*** Excerpt ***

Wei Qian,  Jizhong Zhou

https://onlinelibrary.wiley.com/doi/10.1002/mlf2.70074

The field of life sciences is undergoing a profound revolution. Besides reshaping the landscape of all scientific investigation by artificial intelligence (AI), we have entered into an era of “Microbiology+,” since essential roles played by microbes as the pivotal nexus linking human health, sustainable agriculture, ecological restoration, climate change, and even biomanufacturing are becoming increasingly evident.

Microbiological research is driven both by the curiosity to uncover the fundamental principles of microscopic life and by the imperative to address pressing societal challenges. This dual motivation is embodied in the concept of “Pasteur's Quadrant,” introduced by Donald E. Stokes in 1997, which describes research that simultaneously advances fundamental understanding and is inspired by practical use1. Microbiology, perhaps more than many other disciplines, naturally occupies this quadrant, which links discovery-driven inquiry with tangible benefits for health, industry, and environment. From Louis Pasteur's elucidation of fermentation mysteries and foundational principles of vaccination, to Alexander Fleming's serendipitous discovery of penicillin ushering in the antibiotic age, and the revelation of symbiotic mechanisms in plant root nodule bacteria propelling green agriculture, microbiology has spurred significant contributions toward a better life of mankind in history. Today, propelled by revolutionary advances in research tools and the acceleration of multidisciplinary convergence, microbiology is transcending its traditional confines, manifesting a distinctive “Microbiology+” character: microbial influence radiates across medicine, agriculture, environmental sciences, materials, evolution, climate change, and data sciences, which position microbiology as the critical node connecting disparate branches of life sciences and the vital springhead of innovation.

The driving force behind “Microbiology+” lies in the staggering diversity and evolutionary depth of the microbial world, which represents an immense, largely uncharted frontier of life that offers virtually limitless opportunities for discovery and integration across disciplines. The true extent of microbial diversity on Earth remains unknown, with estimates reaching as high as one trillion species2. Beyond sheer numbers lies an even greater expanse of metabolic innovation, ecological interactions, and adaptive strategies. Together, this hidden biosphere constitutes one of the planet's greatest reservoirs of biological novelty, holding transformative potential for science, technology, and society. This unparalleled diversity endows microbial research with an intrinsic “permeability”: environmental engineers harness microbes to remediate contaminated soils and waters; agronomists modulate rhizosphere microbiomes to enhance crop resilience and nutrient efficiency; and synthetic biologists modify microbes as “cellular factories” for high-value compound production. Especially, recent microbiome investigation revealed the gut microbiota's profound impacts on immunity, nervous system, and metabolic health. Microbiome research has propelled microbiology from the scrutiny of singular pathogens or functional strains toward a holistic apprehension of “holobiont” and their interaction networks with various organisms. This paradigmatic migration, from “individuals” to “communities,” from “static taxonomy” to “dynamic functionality,” empowers microbiology to interface more precisely with its applications such as precision medicine, ecological remediation, and sustainable agriculture.

*** End of Excerpt ***
*** Record extracts ***

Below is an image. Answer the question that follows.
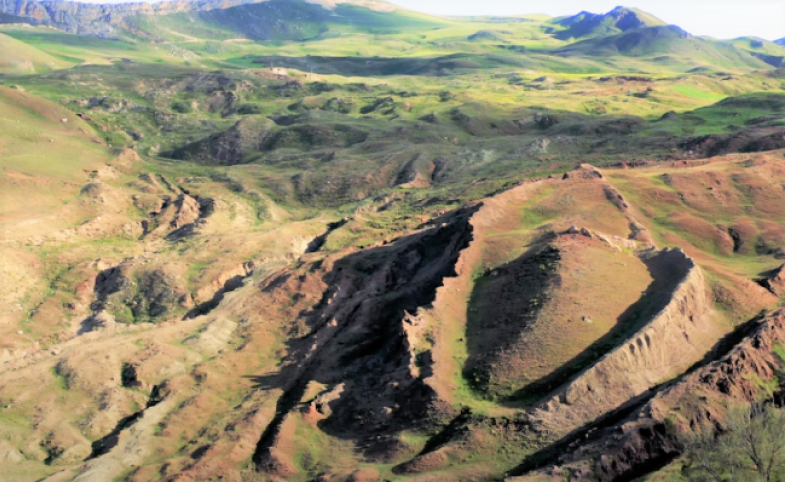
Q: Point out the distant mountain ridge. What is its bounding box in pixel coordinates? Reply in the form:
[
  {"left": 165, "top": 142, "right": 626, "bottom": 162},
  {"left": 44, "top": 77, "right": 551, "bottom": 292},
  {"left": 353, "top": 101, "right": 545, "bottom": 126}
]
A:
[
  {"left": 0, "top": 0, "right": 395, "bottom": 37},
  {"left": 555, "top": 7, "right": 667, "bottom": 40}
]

*** End of Record extracts ***
*** Record extracts ***

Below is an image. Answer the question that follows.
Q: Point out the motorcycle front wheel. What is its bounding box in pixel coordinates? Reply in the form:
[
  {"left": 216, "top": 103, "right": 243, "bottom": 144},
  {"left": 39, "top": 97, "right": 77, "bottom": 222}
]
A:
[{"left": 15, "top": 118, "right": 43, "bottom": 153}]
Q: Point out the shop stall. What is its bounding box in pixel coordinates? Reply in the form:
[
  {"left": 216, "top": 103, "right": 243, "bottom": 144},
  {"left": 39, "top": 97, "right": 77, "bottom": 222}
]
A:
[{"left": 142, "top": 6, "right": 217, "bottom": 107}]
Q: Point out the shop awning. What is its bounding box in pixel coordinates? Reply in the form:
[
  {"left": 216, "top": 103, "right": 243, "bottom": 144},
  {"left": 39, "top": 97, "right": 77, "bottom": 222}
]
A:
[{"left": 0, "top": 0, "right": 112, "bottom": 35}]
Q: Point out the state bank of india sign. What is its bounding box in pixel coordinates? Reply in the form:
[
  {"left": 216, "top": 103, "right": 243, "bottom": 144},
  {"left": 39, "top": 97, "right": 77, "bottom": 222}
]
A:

*** End of Record extracts ***

* [What to do]:
A. Quote the microbiology excerpt word for word, starting at "Wei Qian,  Jizhong" and ending at "becoming increasingly evident.".
B. According to the microbiology excerpt, what is the highest estimate for the number of microbial species on Earth?
C. Write what comes next in the microbiology excerpt, picking up after its final sentence.

* [Replies]:
A.
Wei Qian,  Jizhong Zhou

https://onlinelibrary.wiley.com/doi/10.1002/mlf2.70074

The field of life sciences is undergoing a profound revolution. Besides reshaping the landscape of all scientific investigation by artificial intelligence (AI), we have entered into an era of “Microbiology+,” since essential roles played by microbes as the pivotal nexus linking human health, sustainable agriculture, ecological restoration, climate change, and even biomanufacturing are becoming increasingly evident.

B. As many as one trillion species.

C.
To embrace the “Microbiology+” era, we must revitalize and innovate foundational microbiological research, particularly by overcoming the problem of “unculturable microbes.” Presently, a small portion of environmental microbial species can be laboratory-cultured. The development of “culturomics,” which leverages simulated niches, microfluidic chips, co-cultivation strategies, and data prediction technology, will illuminate this “microbial dark matter,” unlocking novel genetic reservoirs, metabolic routes, and ecological roles. Only by integrating a broader microbial cohort into axenic culture can we dissect their physio-biochemical intricacies, thereby laying an unassailable groundwork for engineered applications. In addition, microbiologists must proactively embrace profound collisions and fusions with AI, physics, chemistry, materials science, and so forth. Microbial research produces oceans of data, with which machine learning can parse multiple omics datasets to forecast microbial functions, interactions, and even bespoke microbial architectures. The intertwining of AI and microbiology will undoubtedly lead the future investigation and development of biotechnology in the coming decade.

The “Microbiology+” era is approaching. mLife, together with other excellent academic journals, will serve as a platform for researchers to inspire their creative ideas. It will publish more thought-provoking fundamental research findings, more studies that leverage interdisciplinary science to address classic questions, and more novel concepts and theories for debate. Through these efforts, mLife will strive to leave its mark on this exciting era.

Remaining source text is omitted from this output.